** Tasks to perform **
• 1. Can you answer these about the Pig null pointer thread?
(a) Which two dates' log folders does the load statement read from S3?
(b) What value must y equal for a row to pass the FILTER?
(c) What error number does the Pig stack trace report?
• 2. Could you carry on the forum thread about the Pig null pointer error, starting right after its last line?

** Page excerpt **
## START

Home | About | Sematext search-lucene.com search-hadoop.com
NEW: Monitor These Apps!
elasticsearch, apache solr, apache hbase, hadoop, redis, casssandra, amazon cloudwatch, mysql, memcached, apache kafka, apache zookeeper, apache storm, ubuntu, centOS, red hat, debian, puppet labs, java, senseiDB
 Search Hadoop and all its subprojects:

Switch to Threaded View
Pig >> mail # user >> null pointer error with a simple pig program


Copy link to this message
-
null pointer error with a simple pig program
the following code gave null pointer exception

---------------------------------------------------------------------------------------

rbl_raw = load 's3://mybucket/rbl-logs/{2013/03/06,2013/03/05}' AS
(line:chararray);

rbl = FOREACH rbl_raw GENERATE FLATTEN(loadrbl(line)) AS (x:chararray,
y:chararray);

seo_rbl = FILTER rbl BY x IS NOT NULL AND y == 'seo_google';

rbl1 = GROUP seo_rbl BY x;

STORE rbl1 INTO '/user/hadoop/blah'

-------------------------------------------------------------------------------
Pig Stack Trace
---------------
ERROR 2017: Internal error creating job configuration.

org.apache.pig.backend.hadoop.executionengine.mapReduceLayer.JobCreationException:
ERROR 2017: Internal error creating job configuration.
        at
org.apache.pig.backend.hadoop.executionengine.mapReduceLayer.JobControlCompiler.getJob(JobControlCompiler.java:750)
        at
org.apache.pig.backend.hadoop.executionengine.mapReduceLayer.JobControlCompiler.compile(JobControlCompiler.java:267)

## END

[Coordinate labeling data]
## START

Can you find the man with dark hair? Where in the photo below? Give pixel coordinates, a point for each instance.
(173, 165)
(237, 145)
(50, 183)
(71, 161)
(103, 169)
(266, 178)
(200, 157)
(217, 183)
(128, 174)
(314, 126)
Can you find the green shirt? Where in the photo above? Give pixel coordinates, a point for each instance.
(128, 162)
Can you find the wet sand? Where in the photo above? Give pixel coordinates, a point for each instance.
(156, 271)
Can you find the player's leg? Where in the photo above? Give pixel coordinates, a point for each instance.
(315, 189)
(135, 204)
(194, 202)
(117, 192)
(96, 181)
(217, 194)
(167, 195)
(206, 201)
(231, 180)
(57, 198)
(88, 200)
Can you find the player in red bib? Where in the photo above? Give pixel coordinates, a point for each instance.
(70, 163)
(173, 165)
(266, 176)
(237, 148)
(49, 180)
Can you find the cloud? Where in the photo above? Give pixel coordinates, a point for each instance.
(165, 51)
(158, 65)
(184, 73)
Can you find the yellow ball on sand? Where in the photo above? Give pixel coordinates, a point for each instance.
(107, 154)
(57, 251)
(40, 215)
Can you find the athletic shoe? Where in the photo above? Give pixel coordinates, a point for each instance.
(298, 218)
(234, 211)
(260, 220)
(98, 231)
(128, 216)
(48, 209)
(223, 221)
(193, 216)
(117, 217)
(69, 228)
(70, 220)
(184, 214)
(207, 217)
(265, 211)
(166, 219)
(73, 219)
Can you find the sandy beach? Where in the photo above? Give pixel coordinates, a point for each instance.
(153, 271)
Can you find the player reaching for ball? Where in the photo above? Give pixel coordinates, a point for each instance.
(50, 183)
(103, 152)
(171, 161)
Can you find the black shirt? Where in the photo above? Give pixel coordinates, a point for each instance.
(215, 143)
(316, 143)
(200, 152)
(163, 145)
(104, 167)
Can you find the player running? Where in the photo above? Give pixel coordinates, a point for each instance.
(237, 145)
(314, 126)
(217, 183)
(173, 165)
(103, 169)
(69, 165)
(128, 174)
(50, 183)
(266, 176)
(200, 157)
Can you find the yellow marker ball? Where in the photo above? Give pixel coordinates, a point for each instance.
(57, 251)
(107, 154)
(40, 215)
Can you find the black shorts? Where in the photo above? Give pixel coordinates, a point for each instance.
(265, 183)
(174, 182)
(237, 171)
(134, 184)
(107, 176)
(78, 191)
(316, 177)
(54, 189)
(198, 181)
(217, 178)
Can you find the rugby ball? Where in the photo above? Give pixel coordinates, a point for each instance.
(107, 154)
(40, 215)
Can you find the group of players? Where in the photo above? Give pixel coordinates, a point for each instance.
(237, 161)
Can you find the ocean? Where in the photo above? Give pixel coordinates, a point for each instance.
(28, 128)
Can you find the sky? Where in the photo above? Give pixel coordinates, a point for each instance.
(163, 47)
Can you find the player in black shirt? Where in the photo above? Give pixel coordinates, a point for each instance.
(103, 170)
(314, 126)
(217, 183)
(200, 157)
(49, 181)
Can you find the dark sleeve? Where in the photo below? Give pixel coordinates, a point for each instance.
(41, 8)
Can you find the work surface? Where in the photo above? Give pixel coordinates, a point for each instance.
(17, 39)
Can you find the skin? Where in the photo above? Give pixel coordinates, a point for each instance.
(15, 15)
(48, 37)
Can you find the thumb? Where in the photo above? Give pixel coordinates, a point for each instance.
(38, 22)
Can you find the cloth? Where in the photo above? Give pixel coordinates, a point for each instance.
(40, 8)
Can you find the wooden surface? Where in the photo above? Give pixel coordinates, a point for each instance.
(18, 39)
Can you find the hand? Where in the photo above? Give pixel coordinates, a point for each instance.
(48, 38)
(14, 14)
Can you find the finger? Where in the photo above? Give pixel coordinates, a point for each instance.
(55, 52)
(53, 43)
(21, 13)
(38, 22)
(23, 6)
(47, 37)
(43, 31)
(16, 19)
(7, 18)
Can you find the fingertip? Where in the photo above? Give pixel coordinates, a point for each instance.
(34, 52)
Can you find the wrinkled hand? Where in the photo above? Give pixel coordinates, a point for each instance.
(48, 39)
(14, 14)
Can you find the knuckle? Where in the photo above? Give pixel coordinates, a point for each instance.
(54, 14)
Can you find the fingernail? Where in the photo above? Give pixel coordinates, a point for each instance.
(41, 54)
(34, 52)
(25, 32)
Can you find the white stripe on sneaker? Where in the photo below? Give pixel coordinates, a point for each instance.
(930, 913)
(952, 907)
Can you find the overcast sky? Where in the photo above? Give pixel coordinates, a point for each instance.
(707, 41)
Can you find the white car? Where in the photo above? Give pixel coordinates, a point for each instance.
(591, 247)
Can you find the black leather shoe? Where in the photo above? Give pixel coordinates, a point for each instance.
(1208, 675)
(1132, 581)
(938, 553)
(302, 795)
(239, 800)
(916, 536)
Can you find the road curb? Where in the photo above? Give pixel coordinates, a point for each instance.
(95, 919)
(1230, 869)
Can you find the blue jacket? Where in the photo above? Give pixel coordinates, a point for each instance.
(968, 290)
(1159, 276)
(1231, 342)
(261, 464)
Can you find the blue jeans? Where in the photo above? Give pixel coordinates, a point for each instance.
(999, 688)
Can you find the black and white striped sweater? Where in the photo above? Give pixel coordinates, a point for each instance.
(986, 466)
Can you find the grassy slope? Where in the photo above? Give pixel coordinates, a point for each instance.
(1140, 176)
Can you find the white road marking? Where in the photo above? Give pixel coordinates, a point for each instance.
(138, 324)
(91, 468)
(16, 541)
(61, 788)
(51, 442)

## END

** Outputs in order **
• 1.
(a) 2013/03/06 and 2013/03/05
(b) 'seo_google'
(c) ERROR 2017

• 2.
        at
org.apache.pig.backend.hadoop.executionengine.mapReduceLayer.MapReduceLauncher.launchPig(MapReduceLauncher.java:151)
        at org.apache.pig.PigServer.launchPlan(PigServer.java:1313)
        at
org.apache.pig.PigServer.executeCompiledLogicalPlan(PigServer.java:1298)
        at org.apache.pig.PigServer.execute(PigServer.java:1288)
        at org.apache.pig.PigServer.executeBatch(PigServer.java:360)
        at
org.apache.pig.tools.grunt.GruntParser.executeBatch(GruntParser.java:132)
        at
org.apache.pig.tools.grunt.GruntParser.parseStopOnError(GruntParser.java:193)
        at
org.apache.pig.tools.grunt.GruntParser.parseStopOnError(GruntParser.java:165)
        at org.apache.pig.tools.grunt.Grunt.exec(Grunt.java:84)
        at org.apache.pig.Main.run(Main.java:568)
        at org.apache.pig.Main.main(Main.java:114)
        at sun.reflect.NativeMethodAccessorImpl.invoke0(Native Method)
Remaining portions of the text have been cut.